In 1930, Harvey Anderson graduated from UCLA with a Masters degree in Botany. It was less than a year after the stock market crashed and the entire country was gripped by the so-called Great Depression. Jobs were scarce but Harvey found a position with the Los Angeles County Department of Forester and Fire Warden. He quickly proved to be a bright, well-educated, natural leader with uncommon energy and a strong work ethic.

Eventually, Harvey Anderson (or “HTA”, as he was often referred to) was promoted to Assistant Chief in command of Division 3. At the time, Division 3 included all the mountain and desert areas that encircle the LA basin to the north and east. Chief Anderson constantly studied his territory and the vagaries of vegetation fires. Eventually, he earned the respect his department, as well as state and federal fire protection agencies, as a pre-eminent expert on fighting fires at the urban-wildland interface.

* **SUPPLIED ENTRIES**
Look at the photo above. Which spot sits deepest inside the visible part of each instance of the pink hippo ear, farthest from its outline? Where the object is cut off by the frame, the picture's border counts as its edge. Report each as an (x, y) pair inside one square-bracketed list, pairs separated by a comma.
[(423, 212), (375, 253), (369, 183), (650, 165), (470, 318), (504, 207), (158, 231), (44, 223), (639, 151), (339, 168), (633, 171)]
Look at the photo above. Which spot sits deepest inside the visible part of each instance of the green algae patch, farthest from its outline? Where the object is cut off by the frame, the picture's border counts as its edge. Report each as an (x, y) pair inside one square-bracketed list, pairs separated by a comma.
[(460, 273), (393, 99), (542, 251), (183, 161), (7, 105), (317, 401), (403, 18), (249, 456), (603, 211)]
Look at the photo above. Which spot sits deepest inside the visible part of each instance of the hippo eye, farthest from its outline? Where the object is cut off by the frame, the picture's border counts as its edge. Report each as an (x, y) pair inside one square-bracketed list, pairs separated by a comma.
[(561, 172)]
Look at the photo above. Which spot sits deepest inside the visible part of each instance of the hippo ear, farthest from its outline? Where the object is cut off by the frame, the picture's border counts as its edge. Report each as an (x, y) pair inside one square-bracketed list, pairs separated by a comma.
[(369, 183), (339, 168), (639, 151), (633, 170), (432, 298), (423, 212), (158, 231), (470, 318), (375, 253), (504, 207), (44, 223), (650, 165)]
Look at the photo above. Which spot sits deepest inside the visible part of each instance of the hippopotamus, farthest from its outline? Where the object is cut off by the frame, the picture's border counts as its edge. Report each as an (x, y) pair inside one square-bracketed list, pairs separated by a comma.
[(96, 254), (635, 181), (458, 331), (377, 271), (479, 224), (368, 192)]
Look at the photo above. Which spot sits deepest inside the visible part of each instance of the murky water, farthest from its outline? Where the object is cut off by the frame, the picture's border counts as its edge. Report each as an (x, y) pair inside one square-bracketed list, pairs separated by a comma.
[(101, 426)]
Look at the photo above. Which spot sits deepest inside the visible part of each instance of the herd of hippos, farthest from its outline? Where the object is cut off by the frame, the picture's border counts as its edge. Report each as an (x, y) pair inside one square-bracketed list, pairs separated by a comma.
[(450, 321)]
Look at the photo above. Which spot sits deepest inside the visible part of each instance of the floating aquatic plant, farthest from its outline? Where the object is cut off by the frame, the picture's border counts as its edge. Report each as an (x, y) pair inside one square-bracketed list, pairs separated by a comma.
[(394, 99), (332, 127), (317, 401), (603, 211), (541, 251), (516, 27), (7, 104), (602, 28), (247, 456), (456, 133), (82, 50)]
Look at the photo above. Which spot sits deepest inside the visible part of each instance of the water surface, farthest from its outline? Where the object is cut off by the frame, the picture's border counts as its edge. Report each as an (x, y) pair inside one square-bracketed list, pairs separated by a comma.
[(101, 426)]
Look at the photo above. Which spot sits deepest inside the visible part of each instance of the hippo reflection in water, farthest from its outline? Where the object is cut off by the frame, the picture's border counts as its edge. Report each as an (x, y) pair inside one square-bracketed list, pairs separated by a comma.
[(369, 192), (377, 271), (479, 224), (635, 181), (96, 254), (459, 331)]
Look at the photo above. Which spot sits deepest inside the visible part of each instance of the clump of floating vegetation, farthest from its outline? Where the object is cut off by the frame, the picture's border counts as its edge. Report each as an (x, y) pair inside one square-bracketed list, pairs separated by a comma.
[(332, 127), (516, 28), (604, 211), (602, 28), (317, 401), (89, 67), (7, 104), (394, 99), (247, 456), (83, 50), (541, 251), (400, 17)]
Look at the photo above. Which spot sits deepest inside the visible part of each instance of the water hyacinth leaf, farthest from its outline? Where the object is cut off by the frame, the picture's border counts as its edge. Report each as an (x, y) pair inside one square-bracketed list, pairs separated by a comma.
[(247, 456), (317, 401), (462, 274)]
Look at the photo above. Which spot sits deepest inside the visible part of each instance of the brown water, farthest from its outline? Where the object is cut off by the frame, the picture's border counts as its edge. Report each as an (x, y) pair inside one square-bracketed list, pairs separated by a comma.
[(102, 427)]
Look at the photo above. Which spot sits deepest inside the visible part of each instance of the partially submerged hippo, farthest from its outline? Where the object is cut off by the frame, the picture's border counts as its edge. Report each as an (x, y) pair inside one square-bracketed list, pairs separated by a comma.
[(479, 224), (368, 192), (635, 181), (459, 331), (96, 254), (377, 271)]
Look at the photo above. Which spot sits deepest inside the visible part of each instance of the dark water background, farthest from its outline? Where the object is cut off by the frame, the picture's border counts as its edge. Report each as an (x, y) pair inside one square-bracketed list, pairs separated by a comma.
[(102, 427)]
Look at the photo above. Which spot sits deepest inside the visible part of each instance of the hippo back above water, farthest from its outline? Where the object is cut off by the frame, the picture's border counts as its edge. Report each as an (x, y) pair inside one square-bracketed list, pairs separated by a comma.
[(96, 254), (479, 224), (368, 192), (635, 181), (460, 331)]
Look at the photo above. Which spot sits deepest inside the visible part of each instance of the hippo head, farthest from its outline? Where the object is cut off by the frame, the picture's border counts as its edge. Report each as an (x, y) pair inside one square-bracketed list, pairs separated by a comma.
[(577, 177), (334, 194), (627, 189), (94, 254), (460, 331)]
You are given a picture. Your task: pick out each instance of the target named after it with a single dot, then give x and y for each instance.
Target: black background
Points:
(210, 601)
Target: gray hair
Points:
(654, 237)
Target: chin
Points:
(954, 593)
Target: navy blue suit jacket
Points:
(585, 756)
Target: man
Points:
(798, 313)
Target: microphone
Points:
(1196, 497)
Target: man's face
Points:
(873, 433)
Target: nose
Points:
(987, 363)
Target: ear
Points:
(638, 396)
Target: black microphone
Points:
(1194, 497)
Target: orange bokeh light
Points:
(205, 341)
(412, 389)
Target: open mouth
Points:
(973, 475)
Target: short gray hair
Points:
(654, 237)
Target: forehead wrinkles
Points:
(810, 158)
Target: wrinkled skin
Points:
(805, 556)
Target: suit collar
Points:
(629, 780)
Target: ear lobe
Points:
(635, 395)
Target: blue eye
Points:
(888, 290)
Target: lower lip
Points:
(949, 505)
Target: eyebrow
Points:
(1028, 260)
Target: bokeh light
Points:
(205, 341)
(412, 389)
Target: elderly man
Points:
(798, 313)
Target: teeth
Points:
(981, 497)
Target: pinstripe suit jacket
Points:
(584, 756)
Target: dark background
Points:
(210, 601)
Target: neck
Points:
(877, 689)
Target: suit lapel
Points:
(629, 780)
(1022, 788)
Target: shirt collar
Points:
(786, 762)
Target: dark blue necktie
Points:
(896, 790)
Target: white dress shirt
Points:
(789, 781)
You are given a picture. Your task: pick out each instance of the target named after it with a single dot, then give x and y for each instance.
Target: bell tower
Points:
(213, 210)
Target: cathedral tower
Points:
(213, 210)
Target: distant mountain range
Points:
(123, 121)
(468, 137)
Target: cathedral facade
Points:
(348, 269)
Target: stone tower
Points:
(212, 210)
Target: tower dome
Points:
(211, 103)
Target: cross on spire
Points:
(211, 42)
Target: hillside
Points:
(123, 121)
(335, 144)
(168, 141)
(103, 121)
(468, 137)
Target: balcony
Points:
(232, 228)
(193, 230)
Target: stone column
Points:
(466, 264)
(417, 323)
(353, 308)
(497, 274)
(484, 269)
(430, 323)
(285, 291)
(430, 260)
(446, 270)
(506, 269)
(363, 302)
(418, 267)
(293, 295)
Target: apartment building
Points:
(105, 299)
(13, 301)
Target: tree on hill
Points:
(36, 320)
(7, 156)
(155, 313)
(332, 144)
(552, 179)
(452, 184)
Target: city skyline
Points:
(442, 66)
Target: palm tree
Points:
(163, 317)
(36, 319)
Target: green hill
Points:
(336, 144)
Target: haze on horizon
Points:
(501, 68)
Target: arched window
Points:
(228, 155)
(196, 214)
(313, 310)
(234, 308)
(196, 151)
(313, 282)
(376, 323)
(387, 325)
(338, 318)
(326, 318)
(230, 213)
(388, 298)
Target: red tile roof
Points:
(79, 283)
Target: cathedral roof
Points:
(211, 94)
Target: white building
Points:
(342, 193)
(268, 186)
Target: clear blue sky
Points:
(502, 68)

* **YOUR TASKS**
a) Write out everything in the Harvey Anderson passage from "Eventually, Harvey Anderson" down to "the urban-wildland interface.".
b) Continue the Harvey Anderson passage, picking up after its final sentence.
The data above come from a different source than the Harvey Anderson passage.

* **OUTPUTS FOR THE TASKS**
a)
Eventually, Harvey Anderson (or “HTA”, as he was often referred to) was promoted to Assistant Chief in command of Division 3. At the time, Division 3 included all the mountain and desert areas that encircle the LA basin to the north and east. Chief Anderson constantly studied his territory and the vagaries of vegetation fires. Eventually, he earned the respect his department, as well as state and federal fire protection agencies, as a pre-eminent expert on fighting fires at the urban-wildland interface.

b)
In the 1950s, Chief Anderson served on the interagency team that studied the feasibility of dropping water or chemicals on wildland fires from fixed-wing aircraft at low altitude. One of Chief Anderson’s passions was physical fitness. He loved to challenge groups of younger firefighters to beat him at push-ups, especially in front of a class of new recruits. Few could beat him but those who did earned his respect. During the 1960s, Harvey Anderson was the primary influence in the LA County Fire Department’s adoption of a mandatory fitness program.

Chief Anderson was forced by law to retire on his 60th birthday, in February 1968, thirty-eight years after he joined the organization that would become the Los Angeles County Fire Department. In retirement, he often said that he rode to success on the shoulders of the men he commanded. He also said he had enjoyed every day of his career, and felt very lucky to have been paid for doing something he loved to do.

In retirement, Harvey Anderson served as a physical fitness consultant to the US Forest Service. He and his wife Alice regularly groomed and repaired hiking trails in the Santa Monica Mountains, and they swam almost daily in the Pacific Ocean beneath their Latigo Shores home in Malibu. Harvey often said we’re all going to die eventually, so we should work to be fit and healthy until we do expire. He lived that philosophy and died in his sleep in 1999.

(adapted from a story by David Boucher in volume 9, issue 1 of the Fire Warden newsletter)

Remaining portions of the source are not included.